#### Your objective
Please rescale the part of the items below that opens with the line containing "Mark every instance of the sandy" and closes with the line containing "x=820, y=130", both included. Reproduce every line in it, multiplying only the answer coordinates by 1.75 and rounding to whole numbers with halves going up, and leave all other lines unchanged.

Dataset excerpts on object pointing
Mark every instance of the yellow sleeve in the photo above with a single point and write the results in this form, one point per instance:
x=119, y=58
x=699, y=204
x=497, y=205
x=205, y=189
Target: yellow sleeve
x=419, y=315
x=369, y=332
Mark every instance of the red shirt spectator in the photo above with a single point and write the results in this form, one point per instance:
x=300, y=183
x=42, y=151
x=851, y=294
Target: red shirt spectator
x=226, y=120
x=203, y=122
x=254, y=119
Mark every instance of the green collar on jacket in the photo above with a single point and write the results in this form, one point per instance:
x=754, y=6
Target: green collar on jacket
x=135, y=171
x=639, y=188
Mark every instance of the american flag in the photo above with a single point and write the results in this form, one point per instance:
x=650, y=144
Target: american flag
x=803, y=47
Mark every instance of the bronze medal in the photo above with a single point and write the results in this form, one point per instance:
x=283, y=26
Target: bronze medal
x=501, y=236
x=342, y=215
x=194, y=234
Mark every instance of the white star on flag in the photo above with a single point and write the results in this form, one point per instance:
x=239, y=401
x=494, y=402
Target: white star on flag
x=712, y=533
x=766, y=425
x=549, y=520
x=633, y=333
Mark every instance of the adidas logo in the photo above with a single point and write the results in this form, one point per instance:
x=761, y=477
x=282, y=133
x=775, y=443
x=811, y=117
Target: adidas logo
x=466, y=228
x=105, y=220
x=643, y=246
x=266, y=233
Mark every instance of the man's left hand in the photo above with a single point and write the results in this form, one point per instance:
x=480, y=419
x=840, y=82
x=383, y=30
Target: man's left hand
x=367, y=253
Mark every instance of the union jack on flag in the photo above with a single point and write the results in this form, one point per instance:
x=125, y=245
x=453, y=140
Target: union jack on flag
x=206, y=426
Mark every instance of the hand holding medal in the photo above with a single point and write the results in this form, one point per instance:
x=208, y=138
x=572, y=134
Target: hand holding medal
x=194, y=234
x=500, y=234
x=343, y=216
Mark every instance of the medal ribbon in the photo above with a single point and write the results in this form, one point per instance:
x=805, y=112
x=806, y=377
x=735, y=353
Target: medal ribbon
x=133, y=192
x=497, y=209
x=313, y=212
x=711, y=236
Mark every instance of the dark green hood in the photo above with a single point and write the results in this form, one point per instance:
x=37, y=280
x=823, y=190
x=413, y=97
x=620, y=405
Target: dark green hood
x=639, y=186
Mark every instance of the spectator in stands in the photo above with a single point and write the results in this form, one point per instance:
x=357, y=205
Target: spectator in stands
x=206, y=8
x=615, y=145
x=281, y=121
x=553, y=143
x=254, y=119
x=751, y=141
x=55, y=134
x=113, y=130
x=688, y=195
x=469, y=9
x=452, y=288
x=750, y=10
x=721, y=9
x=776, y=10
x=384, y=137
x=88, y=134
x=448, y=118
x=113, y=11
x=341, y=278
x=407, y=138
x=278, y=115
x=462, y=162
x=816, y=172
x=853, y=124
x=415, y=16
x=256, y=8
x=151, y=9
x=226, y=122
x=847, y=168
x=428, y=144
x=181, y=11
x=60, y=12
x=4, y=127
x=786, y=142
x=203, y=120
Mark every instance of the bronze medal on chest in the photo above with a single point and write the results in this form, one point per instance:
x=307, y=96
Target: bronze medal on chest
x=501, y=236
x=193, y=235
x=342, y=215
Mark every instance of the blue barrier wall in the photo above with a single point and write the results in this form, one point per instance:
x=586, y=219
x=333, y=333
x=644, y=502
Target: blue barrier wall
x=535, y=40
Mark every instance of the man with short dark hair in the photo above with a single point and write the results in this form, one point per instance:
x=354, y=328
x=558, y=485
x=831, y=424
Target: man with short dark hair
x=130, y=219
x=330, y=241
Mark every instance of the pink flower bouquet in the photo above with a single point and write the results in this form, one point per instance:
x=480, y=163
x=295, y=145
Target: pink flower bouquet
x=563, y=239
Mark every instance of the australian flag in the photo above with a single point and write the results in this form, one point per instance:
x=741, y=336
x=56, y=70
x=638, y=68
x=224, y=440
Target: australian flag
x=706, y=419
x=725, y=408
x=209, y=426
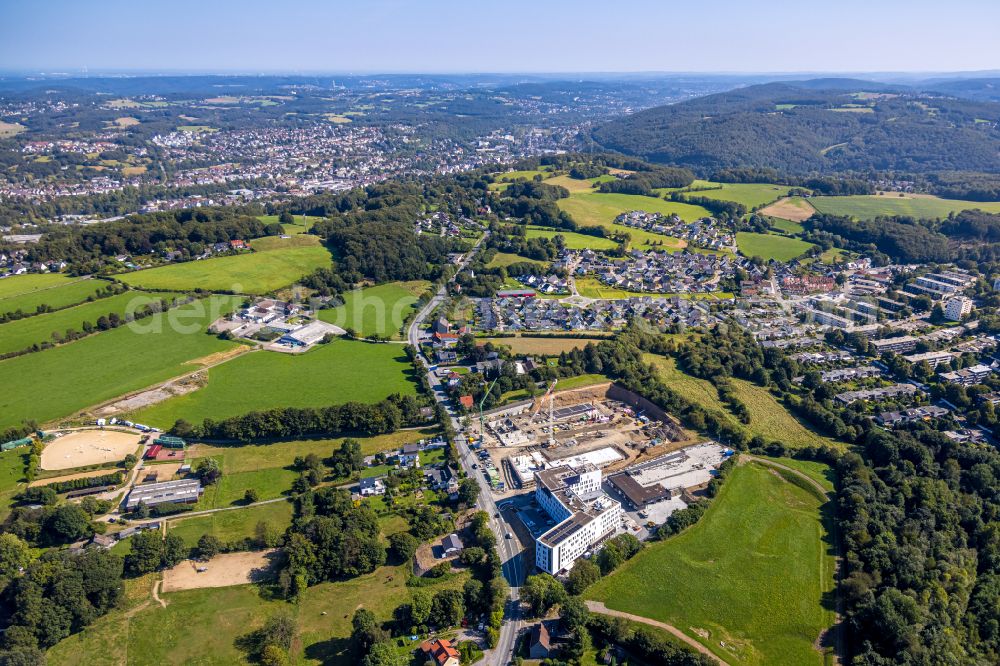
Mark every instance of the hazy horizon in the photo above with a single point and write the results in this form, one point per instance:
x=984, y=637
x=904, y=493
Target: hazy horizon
x=451, y=37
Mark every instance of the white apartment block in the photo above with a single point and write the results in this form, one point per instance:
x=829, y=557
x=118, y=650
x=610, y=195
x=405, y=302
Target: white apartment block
x=957, y=308
x=584, y=513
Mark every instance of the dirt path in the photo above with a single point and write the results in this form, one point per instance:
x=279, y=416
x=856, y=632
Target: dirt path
x=599, y=607
x=836, y=630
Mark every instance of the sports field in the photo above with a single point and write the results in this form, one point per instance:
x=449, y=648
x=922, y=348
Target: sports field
x=770, y=246
x=55, y=291
x=795, y=209
x=768, y=417
x=596, y=209
x=747, y=580
x=867, y=207
x=331, y=374
x=382, y=309
x=23, y=333
x=254, y=273
x=750, y=195
x=71, y=377
x=575, y=241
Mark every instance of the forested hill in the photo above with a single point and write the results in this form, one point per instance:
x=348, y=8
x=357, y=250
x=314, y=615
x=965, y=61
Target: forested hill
x=815, y=126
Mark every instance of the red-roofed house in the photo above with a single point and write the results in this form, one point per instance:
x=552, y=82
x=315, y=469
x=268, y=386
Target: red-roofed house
x=441, y=652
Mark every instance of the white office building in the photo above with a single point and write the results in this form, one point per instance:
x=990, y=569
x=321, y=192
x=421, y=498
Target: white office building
x=958, y=308
x=585, y=515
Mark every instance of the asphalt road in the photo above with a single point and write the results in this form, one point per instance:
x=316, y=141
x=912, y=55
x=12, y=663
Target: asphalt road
x=514, y=569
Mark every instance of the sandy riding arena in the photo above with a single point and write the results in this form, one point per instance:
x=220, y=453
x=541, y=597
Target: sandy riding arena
x=88, y=447
x=221, y=571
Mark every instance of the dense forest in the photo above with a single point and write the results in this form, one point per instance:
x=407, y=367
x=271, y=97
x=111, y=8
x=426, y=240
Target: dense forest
x=820, y=130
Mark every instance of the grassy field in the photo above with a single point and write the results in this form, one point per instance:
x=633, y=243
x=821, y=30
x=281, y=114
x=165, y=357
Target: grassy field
x=303, y=223
x=593, y=209
x=231, y=525
x=547, y=346
x=591, y=287
x=60, y=293
x=506, y=259
x=66, y=379
x=254, y=273
x=750, y=195
x=796, y=209
x=768, y=417
x=331, y=374
x=752, y=573
x=22, y=333
x=573, y=240
x=867, y=207
x=788, y=226
x=209, y=621
x=12, y=465
x=770, y=246
x=382, y=309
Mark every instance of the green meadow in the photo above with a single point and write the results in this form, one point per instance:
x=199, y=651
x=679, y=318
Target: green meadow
x=331, y=374
x=575, y=241
x=22, y=333
x=55, y=291
x=71, y=377
x=232, y=525
x=770, y=246
x=751, y=195
x=768, y=417
x=748, y=580
x=867, y=207
x=253, y=273
x=378, y=310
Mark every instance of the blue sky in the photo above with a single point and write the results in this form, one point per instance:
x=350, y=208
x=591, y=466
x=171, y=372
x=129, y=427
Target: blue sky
x=500, y=36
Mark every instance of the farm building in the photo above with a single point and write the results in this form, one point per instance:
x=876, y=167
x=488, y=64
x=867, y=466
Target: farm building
x=441, y=652
x=451, y=545
x=169, y=492
x=309, y=334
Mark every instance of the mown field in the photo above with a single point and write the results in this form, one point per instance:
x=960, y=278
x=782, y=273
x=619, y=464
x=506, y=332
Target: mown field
x=23, y=333
x=750, y=195
x=71, y=377
x=768, y=417
x=770, y=246
x=867, y=207
x=55, y=291
x=795, y=209
x=269, y=468
x=595, y=209
x=751, y=574
x=303, y=223
x=378, y=310
x=506, y=259
x=253, y=273
x=232, y=525
x=591, y=287
x=542, y=346
x=338, y=372
x=202, y=626
x=575, y=241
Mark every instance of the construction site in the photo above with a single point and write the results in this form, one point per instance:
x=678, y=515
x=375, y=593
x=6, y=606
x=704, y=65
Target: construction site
x=604, y=425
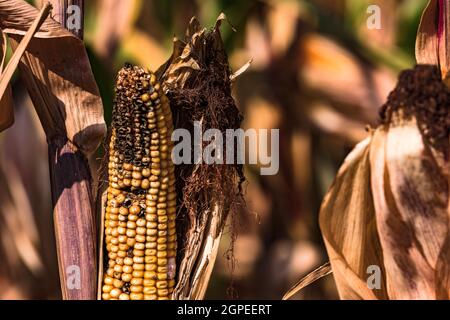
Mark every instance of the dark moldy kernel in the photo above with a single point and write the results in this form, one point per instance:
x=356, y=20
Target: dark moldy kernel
x=421, y=93
x=133, y=241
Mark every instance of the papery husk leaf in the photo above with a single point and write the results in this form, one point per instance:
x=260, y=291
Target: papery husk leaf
x=6, y=101
x=7, y=74
x=198, y=71
x=58, y=76
x=310, y=278
x=411, y=205
x=347, y=221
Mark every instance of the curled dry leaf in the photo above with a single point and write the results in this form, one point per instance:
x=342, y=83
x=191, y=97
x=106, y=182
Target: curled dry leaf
x=388, y=206
x=58, y=76
x=56, y=70
x=197, y=79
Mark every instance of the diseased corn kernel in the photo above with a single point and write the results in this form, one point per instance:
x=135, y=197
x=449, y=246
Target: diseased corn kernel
x=140, y=212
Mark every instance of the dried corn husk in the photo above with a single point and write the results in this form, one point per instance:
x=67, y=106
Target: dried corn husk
x=6, y=101
x=388, y=206
x=57, y=73
x=198, y=69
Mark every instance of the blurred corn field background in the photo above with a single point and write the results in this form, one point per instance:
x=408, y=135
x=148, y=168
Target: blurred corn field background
x=318, y=74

#### Right answer
Mark every instance of the sandy riding arena in the photo above with a single point and write the results in this form, one point per instance:
x=220, y=453
x=541, y=597
Target: sandy riding arena
x=154, y=782
x=387, y=999
Mark every instance of the dense forest in the photo above with a single point and write the results in this form, one point per instance:
x=407, y=367
x=271, y=97
x=111, y=8
x=426, y=240
Target: dense forest
x=1435, y=228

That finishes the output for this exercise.